WHAT IS EXPECTED — Collect and copy each line of the records that contains the string "smartphone". Case counts, so only matches with the same capitalization qualify.

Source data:
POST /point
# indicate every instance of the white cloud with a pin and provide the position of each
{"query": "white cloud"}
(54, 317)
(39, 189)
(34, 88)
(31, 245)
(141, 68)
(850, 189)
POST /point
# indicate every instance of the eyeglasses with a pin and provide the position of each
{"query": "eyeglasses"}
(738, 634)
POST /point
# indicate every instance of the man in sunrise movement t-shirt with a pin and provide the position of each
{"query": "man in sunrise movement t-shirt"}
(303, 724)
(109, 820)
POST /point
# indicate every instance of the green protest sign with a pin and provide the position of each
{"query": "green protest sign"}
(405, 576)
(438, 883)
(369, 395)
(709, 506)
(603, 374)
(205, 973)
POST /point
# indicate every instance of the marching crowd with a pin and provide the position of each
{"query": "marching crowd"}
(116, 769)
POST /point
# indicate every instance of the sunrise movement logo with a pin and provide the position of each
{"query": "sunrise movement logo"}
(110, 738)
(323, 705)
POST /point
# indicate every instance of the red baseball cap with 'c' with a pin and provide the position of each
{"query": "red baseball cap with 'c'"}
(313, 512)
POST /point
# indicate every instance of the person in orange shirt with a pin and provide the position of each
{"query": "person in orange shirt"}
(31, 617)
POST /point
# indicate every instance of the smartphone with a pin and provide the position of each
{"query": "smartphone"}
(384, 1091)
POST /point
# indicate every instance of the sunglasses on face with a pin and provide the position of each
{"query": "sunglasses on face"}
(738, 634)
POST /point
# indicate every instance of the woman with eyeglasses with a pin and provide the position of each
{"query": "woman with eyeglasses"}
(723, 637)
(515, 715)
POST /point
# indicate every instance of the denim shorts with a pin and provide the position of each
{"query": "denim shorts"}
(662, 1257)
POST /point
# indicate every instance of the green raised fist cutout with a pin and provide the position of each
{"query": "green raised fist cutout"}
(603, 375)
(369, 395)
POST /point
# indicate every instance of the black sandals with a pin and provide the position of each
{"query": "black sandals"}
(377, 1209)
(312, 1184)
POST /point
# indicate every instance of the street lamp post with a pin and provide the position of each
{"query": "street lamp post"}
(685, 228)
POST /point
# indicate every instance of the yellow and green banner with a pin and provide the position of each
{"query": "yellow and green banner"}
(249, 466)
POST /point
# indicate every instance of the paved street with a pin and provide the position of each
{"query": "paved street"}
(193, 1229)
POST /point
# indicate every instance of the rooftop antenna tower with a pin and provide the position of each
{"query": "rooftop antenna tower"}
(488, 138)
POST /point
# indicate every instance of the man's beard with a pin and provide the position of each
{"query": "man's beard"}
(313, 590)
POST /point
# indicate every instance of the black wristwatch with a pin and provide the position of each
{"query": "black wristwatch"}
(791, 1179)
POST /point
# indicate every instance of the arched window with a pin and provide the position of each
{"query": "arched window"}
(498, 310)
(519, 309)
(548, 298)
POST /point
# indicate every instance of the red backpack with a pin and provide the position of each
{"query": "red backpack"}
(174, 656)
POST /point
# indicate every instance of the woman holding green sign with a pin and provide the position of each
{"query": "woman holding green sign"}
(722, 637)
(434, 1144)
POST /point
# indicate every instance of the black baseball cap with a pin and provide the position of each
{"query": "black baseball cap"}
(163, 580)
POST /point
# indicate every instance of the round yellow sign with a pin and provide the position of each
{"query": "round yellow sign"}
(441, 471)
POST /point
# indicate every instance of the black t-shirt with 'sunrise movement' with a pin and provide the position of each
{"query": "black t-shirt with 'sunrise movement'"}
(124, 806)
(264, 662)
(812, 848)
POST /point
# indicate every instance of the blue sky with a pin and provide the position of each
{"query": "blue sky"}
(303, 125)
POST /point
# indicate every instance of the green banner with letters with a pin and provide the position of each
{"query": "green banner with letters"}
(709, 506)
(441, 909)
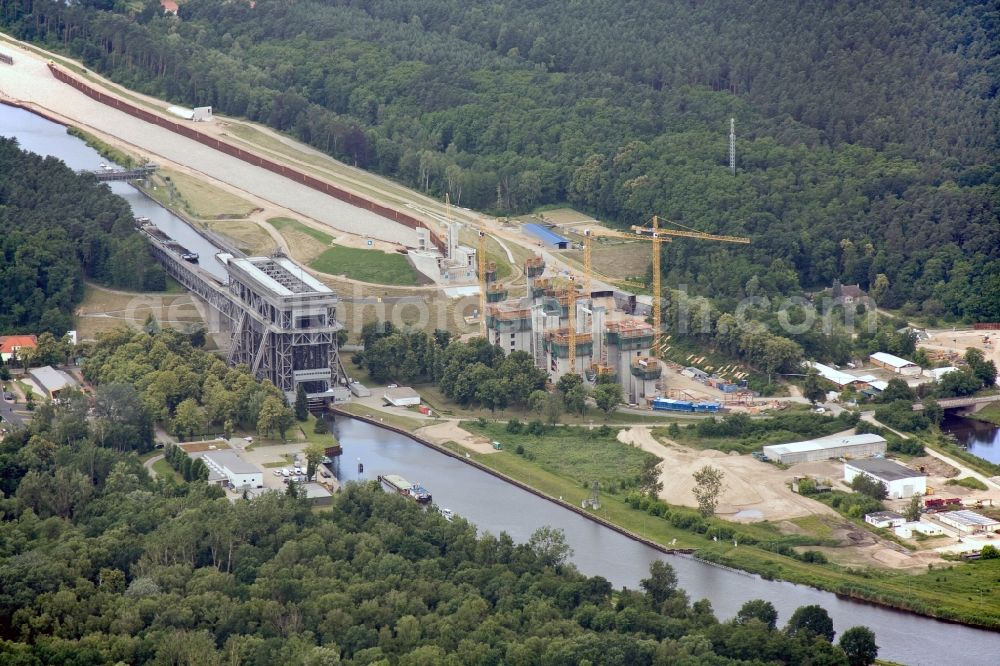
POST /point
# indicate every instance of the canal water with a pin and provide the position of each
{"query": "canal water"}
(45, 137)
(977, 437)
(496, 506)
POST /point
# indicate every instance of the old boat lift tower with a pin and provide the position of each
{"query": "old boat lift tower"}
(282, 320)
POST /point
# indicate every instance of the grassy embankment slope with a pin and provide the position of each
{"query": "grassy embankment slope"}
(964, 592)
(363, 265)
(990, 414)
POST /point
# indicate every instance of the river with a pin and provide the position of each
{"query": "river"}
(42, 136)
(977, 437)
(496, 506)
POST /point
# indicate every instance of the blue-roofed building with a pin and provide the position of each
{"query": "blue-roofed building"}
(547, 236)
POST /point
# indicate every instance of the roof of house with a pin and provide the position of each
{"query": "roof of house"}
(51, 379)
(883, 515)
(314, 490)
(891, 360)
(8, 343)
(400, 392)
(966, 517)
(852, 290)
(832, 374)
(232, 462)
(824, 443)
(883, 469)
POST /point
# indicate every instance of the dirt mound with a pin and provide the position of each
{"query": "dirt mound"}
(749, 483)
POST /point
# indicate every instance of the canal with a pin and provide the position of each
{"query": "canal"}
(979, 438)
(42, 136)
(496, 506)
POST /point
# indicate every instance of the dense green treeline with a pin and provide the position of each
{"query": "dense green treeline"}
(100, 564)
(183, 387)
(57, 229)
(867, 132)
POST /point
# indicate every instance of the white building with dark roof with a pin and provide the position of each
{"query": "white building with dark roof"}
(238, 472)
(900, 481)
(52, 382)
(824, 448)
(895, 364)
(968, 522)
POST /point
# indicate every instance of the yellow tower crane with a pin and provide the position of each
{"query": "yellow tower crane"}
(571, 316)
(481, 258)
(657, 235)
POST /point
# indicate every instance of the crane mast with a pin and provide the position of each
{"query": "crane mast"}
(657, 236)
(481, 260)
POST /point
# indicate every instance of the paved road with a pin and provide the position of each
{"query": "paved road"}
(149, 465)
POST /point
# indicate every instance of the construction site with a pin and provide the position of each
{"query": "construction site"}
(568, 326)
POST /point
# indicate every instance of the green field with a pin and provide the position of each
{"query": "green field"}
(990, 413)
(357, 264)
(579, 454)
(280, 223)
(366, 266)
(964, 592)
(437, 401)
(163, 470)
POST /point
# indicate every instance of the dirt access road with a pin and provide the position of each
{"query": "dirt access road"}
(754, 490)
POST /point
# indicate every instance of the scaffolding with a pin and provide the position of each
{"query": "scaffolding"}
(630, 334)
(646, 368)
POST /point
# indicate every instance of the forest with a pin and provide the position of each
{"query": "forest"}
(189, 391)
(102, 564)
(58, 229)
(866, 131)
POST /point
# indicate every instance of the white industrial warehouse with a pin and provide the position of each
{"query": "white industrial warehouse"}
(895, 364)
(238, 472)
(968, 522)
(901, 481)
(824, 448)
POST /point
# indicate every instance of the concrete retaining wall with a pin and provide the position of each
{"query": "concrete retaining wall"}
(246, 156)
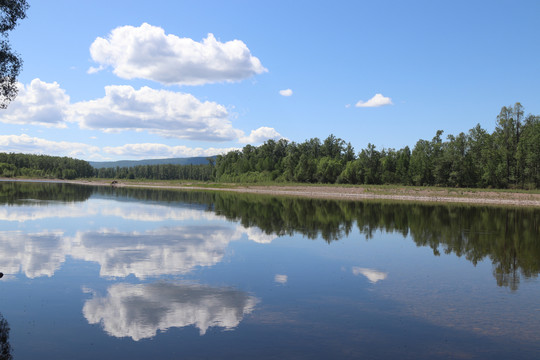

TASK OUTPUT —
# indicate every instance of the smartphone with a pin and provide the position of each
{"query": "smartphone"}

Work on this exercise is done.